请根据下面的页面摘录回答以下三个问题，答案按 1.、2.、3. 编号，每行一条。
1. String to Integer 一题的 solution 提示要注意什么？
2. Valid Parentheses 一题的 solution 说用什么来做？
3. Rotate String 一题的 solution 提醒它不是哪道题？

页面摘录:
········

线性数据结构

1.[String to Integer]http://www.lintcode.com/en/problem/string-to-integer/
solution:注意符号位（即首位）

class Solution:
    """
    @param str: A string
    @return: An integer
    """
    def stringToInteger(self, str):
        # write your code here
        sig = 1
        start = 0
        if str[0] == '-':
            sig = -1
            start = 1
        
        num = 0
        for idx in range(start, len(str)):
            num = num * 10 + ord(str[idx]) - ord('0')
            
        return num * sig

2.[Implement Queue by Linked List]http://www.lintcode.com/en/problem/implement-queue-by-linked-list/
solutin:画图，dummy

"""
class ListNode:
    
    def __int__(self, val):
        self.val = val
        self.next = None
"""
class MyQueue:
    
    def __init__(self):
        # do intializaiton if neccessary
        self.dummy = ListNode(-1)
        self.tail = self.dummy
   
    """
    @param: item: An integer
    @return: nothing
    """
   
    def enqueue(self, item):
        # write your code here
        node = ListNode(item)
        self.tail.next = node
        self.tail = node
   
    """
    @return: An integer
    """
    
    def dequeue(self):
        # write your code here
        item = self.dummy.next.val
        self.dummy.next = self.dummy.next.next
        if self.dummy.next is None:
            self.tail = self.dummy
        return item
        
    def empty(self):
        return self.dummy.next is None

3.[Valid Parentheses]https://leetcode.com/problems/valid-parentheses/description/
solution:见注释，用栈来做

class Solution:
    def isValid(self, s):
        """
        :type s: str
        :rtype: bool
        """     
        stack = []
        # 压栈
        for c in s:
            if c in ['(', '[', '{']:
                stack.append(c)
            else:
                # 栈需非空
                if len(stack) == 0:
                    return False
                # 判断栈顶是否匹配
                if stack[-1] == '(' and c != ')':
                    return False
                if stack[-1] == '[' and c != ']':
                    return False
                if stack[-1] == '{' and c != '}':
                    return False
                # 弹栈
                stack.pop()
        
        return len(stack) == 0

4.[Rotate String]http://www.lintcode.com/en/problem/rotate-string/
solution:见注释，注意不是Reverse String

class Solution:
    """
    @param str: An array of char
    @param offset: An integer
    @return: nothing
    """
    def rotateString(self, str, offset):
        """
    # write your code here
        # abcdefgabcdefg
        # start = len(str) - offset(这里的start指的是坐标，下同)

········

数据记录:

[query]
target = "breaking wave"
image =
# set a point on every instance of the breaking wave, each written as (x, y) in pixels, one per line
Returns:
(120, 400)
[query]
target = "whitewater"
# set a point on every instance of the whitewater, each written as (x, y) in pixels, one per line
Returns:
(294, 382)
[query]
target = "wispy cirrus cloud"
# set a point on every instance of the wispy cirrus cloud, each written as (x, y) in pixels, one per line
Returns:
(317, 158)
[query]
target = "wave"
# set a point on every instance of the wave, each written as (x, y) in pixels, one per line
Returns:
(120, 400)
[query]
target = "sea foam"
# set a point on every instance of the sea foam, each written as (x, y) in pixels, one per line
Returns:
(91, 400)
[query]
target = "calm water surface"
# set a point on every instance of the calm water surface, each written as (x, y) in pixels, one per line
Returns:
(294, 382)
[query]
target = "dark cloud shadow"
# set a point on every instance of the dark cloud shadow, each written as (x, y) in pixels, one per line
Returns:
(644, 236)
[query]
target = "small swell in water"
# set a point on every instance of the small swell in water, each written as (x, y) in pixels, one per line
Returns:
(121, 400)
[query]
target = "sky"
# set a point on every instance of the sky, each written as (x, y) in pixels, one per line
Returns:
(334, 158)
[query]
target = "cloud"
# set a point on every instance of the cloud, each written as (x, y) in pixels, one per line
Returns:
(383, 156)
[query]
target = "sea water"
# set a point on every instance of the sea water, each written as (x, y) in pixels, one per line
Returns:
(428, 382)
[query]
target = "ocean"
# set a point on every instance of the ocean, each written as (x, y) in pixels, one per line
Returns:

········

最终答案:
1. 注意符号位（即首位）。
2. 用栈来做。
3. 不是 Reverse String。